[Image bounding-box annotation records]
========================================================================

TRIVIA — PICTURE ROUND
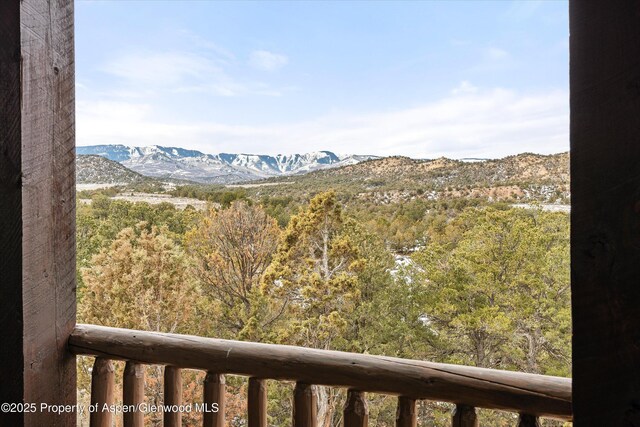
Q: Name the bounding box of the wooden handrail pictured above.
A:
[69,324,572,420]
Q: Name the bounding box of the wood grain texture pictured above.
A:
[293,382,318,427]
[202,372,226,427]
[247,377,267,427]
[396,396,418,427]
[163,366,182,427]
[451,405,479,427]
[0,0,76,426]
[0,0,24,425]
[90,357,115,427]
[344,389,369,427]
[518,414,540,427]
[69,325,571,419]
[122,362,144,427]
[570,0,640,426]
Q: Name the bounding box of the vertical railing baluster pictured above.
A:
[247,377,267,427]
[122,361,144,427]
[518,414,540,427]
[451,404,478,427]
[293,382,318,427]
[89,357,115,427]
[344,390,369,427]
[396,396,418,427]
[203,372,226,427]
[163,366,182,427]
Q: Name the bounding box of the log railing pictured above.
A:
[69,325,572,427]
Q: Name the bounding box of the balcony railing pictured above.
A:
[69,325,572,427]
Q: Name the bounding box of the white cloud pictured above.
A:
[103,52,222,87]
[249,50,289,71]
[77,82,569,158]
[100,49,281,99]
[451,80,478,95]
[485,47,509,61]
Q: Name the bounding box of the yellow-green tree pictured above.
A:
[185,201,280,340]
[262,191,392,427]
[78,223,200,425]
[412,208,571,375]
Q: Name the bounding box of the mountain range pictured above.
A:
[76,145,378,184]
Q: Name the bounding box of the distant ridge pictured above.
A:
[76,145,378,184]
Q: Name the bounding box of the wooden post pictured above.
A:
[122,361,144,427]
[89,357,115,427]
[396,396,418,427]
[202,372,225,427]
[451,404,478,427]
[518,414,540,427]
[163,366,182,427]
[569,0,640,426]
[293,382,318,427]
[0,0,77,426]
[344,390,369,427]
[247,377,267,427]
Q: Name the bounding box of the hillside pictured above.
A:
[244,153,570,203]
[76,145,374,184]
[76,155,148,184]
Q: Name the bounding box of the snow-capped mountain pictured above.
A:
[76,145,377,184]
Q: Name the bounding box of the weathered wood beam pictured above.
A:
[396,396,418,427]
[293,382,318,427]
[569,0,640,426]
[247,377,267,427]
[343,389,369,427]
[89,357,115,427]
[122,362,144,427]
[518,414,540,427]
[69,325,571,419]
[162,366,182,427]
[451,405,479,427]
[0,0,76,426]
[202,372,226,427]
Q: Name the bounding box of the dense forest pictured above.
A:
[77,186,571,427]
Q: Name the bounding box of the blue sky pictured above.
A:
[76,0,569,158]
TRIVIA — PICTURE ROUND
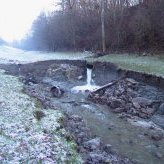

========================================================================

■ Goal of the exercise:
Format every line of the records above as a numbered list, omitting any blank lines and leaving the pictures out of the answer.

■ Output of the exercise:
1. TRIVIA — PICTURE ROUND
2. Q: Name the bounding box of the wooden handrail pictured above.
3. A:
4. [69,324,572,420]
5. Q: Name the bounding box of the wood grain texture pictured above.
6. A:
7. [293,382,318,427]
8. [202,372,226,427]
9. [247,377,267,427]
10. [396,396,418,427]
11. [163,366,182,427]
12. [451,405,479,427]
13. [0,0,76,426]
14. [0,0,24,425]
15. [90,357,115,427]
16. [344,389,369,427]
17. [518,414,540,427]
18. [69,325,571,419]
19. [122,362,144,427]
20. [570,0,640,426]
21. Q: Name the bounding box of the vertical railing baluster pictured above.
22. A:
23. [247,377,267,427]
24. [122,361,144,427]
25. [518,414,540,427]
26. [451,404,478,427]
27. [293,382,318,427]
28. [89,357,115,427]
29. [344,390,369,427]
30. [396,396,418,427]
31. [203,372,226,427]
32. [163,366,182,427]
33. Q: Name the bounding box of the log railing pictured above.
34. A:
35. [69,325,572,427]
36. Q: Name the bounding box of the balcony railing pictured above.
37. A:
38. [69,325,572,427]
39. Q: Name the bounding box of the white cloud pictured above.
40. A:
41. [103,52,222,87]
42. [249,50,289,71]
43. [77,82,569,158]
44. [100,49,281,99]
45. [451,80,478,95]
46. [485,47,509,61]
47. Q: Name the bounding box of the yellow-green tree pictured above.
48. A:
49. [185,201,280,340]
50. [262,191,392,427]
51. [78,223,200,425]
52. [412,208,571,375]
53. Q: Name the bounding box of the mountain range pictured above.
54. A:
55. [76,145,378,184]
56. Q: Name the bounding box of the distant ridge pictured above.
57. A:
58. [76,145,378,184]
59. Q: Name the bounding box of the wooden post pictured above.
60. A:
61. [122,361,144,427]
62. [89,357,115,427]
63. [396,396,418,427]
64. [202,372,225,427]
65. [451,404,478,427]
66. [518,414,540,427]
67. [163,366,182,427]
68. [569,0,640,426]
69. [293,382,318,427]
70. [0,0,77,426]
71. [344,390,369,427]
72. [247,377,267,427]
73. Q: Name the bounding box of the hillside pictured above.
74. A:
75. [244,153,570,203]
76. [76,145,374,184]
77. [76,155,148,184]
78. Q: Name the bounding box of the snow-capped mountain pictured above.
79. A:
80. [76,145,377,184]
81. Q: Name the bounding box of the weathered wood beam pictured above.
82. A:
83. [396,396,418,427]
84. [293,382,318,427]
85. [569,0,640,426]
86. [247,377,267,427]
87. [343,389,369,427]
88. [89,357,115,427]
89. [122,362,144,427]
90. [518,414,540,427]
91. [69,325,571,419]
92. [162,366,182,427]
93. [451,405,479,427]
94. [0,0,76,426]
95. [202,372,226,427]
96. Q: Name the bounding box of the dense forest pictured above.
97. A:
98. [77,186,571,427]
99. Q: Name the bounding box of the blue sky pictured above.
100. A:
101. [76,0,569,158]
102. TRIVIA — PICTURE ROUND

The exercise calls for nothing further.